■ Task statement ■
The material below should be written out in full and exactly; pictures stay out of the copy.

[A run of records]
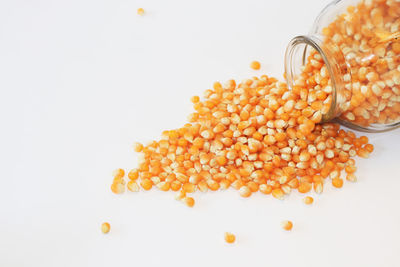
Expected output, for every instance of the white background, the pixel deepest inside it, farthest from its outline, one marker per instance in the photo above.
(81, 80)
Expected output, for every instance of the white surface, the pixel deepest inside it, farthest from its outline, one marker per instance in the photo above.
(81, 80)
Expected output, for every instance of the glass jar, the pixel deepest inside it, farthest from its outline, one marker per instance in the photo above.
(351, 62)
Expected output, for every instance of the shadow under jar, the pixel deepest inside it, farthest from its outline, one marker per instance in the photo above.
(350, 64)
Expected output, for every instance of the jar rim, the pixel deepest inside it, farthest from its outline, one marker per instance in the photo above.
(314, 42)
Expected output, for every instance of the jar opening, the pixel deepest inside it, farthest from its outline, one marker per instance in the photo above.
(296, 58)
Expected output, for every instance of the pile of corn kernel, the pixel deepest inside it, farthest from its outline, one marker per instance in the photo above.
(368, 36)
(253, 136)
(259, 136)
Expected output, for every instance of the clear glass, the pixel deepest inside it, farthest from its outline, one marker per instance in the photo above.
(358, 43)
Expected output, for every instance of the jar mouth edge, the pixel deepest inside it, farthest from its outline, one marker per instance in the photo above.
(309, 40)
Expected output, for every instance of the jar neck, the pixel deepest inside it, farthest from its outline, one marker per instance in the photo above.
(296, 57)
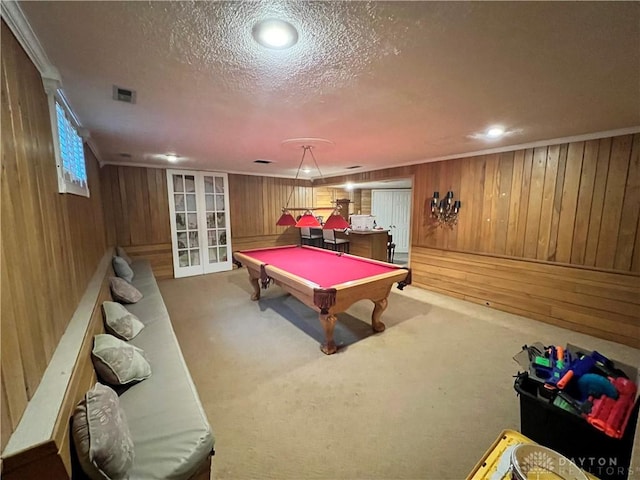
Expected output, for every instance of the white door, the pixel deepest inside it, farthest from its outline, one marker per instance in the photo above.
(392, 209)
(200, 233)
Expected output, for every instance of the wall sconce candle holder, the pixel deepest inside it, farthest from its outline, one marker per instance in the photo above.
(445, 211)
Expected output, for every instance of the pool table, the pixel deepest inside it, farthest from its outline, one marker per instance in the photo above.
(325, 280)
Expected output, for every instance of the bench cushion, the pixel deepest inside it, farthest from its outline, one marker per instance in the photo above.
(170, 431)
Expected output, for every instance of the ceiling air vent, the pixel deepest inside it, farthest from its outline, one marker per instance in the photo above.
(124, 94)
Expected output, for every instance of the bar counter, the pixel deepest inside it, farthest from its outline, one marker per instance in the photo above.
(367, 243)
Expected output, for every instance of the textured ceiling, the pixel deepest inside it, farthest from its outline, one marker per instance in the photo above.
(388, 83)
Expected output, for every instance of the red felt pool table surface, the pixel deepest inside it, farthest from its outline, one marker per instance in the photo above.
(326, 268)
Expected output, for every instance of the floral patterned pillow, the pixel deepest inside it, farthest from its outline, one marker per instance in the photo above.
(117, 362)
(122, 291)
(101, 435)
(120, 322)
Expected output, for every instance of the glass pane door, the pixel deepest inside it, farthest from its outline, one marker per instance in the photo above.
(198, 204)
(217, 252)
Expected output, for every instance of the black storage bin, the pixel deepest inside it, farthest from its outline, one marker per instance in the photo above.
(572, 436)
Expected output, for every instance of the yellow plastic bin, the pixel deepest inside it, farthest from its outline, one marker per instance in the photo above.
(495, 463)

■ Output for this task ■
Expected output, for every instance of the white background, the pixel deepest inside it, farthest from its outline, one marker per instance in the photo above.
(81, 80)
Expected output, for every instance of the white surface, the pixel deepest inside it, farthest from its outline, one marker per instance in the photo above.
(81, 80)
Expected output, for every instance of the glass jar, the pixel deepest inside it, farthest from its outline, one marker per instance in the photo above.
(351, 62)
Expected output, for every instance of the shadow under jar, the pixel deepest inside it, farthest from its outline, one marker per instance in the photo above.
(350, 64)
Expected output, for every instance of the jar rim, the pixel deepest inside it, farthest from its outline, one marker per instance in the photo above.
(314, 42)
Expected output, for every instance of the jar opening, the pixel deepest inside it, farthest from its outline, one marker per instance in the photo above.
(296, 58)
Expected output, for every instance of the pile of corn kernel, the pixel deepest inside it, farthest from its outline, one marker per instance in the photo above.
(368, 36)
(253, 136)
(259, 136)
Expected output, for every instance of the clear glass, the pixel deepest inside it, farthest from its outline, one marker per instance in the photo above.
(358, 43)
Expected output, for every instance of the jar mouth edge, the pixel deepest inside it, farthest from its outline, one marker per instance in the photo above.
(309, 40)
Expected output, for every instance of the jar neck, the pixel deepest inside it, farthest from its outline, one marker per instance in the photo above.
(296, 57)
Expected output, for every instance of the white door, the pixel deepest inside it, farthest from its outline, one marker per instance in the photo above.
(392, 209)
(200, 233)
Expected output, for every instance of the wall sconce candle holder, the pixel deepest inside it, farthest from its outline, one marker per instance in the photo above.
(445, 211)
Expected output, for every instance of the pool table, the pixel deepest inside it, farthest from its outline, one marker per instance in the photo above.
(325, 280)
Expected output, for every instance of the bench cushion, the pixel deepest inside it, farthest from its outline, one marker per instance in the photo above.
(170, 431)
Expected output, for every instance of the ceiling air vent, the pixel deepest inside it, farthest from its outline, one marker per instance in the photo above.
(124, 94)
Expected output, for every instance of the bar counter, the pixel deepest inside it, farthest from its outline, one marker per instance in the photo above.
(367, 243)
Expected output, for every instance of the textured ceiling, the pixel deepest inside it, farthest from its outline, one marker per instance in the photo above.
(388, 83)
Expected output, for every instance of the red felt pool table surface, the pixel deepest inside it, farthest from its outline, one marker per instance in the photo above.
(326, 268)
Expected output, for every instance of the floral patterned pillow, the pixel deepest inside it, farthest from its outline, one marker per instance in the photo above.
(117, 362)
(122, 291)
(101, 435)
(120, 322)
Expected output, for every instance of the glass pane door, the pixel deepest inside it, farthest from its outline, one marker per instance in the photo above.
(198, 204)
(217, 252)
Expected output, for every instance of the black storage bin, the pixel deepest inside it, farthest from its outline, one marker per instance in the photo above.
(572, 436)
Expected output, for every instance of the yellow plastic bin, the pixel deepest inside it, farthest from its outline, one marker per instance in the photo above.
(495, 463)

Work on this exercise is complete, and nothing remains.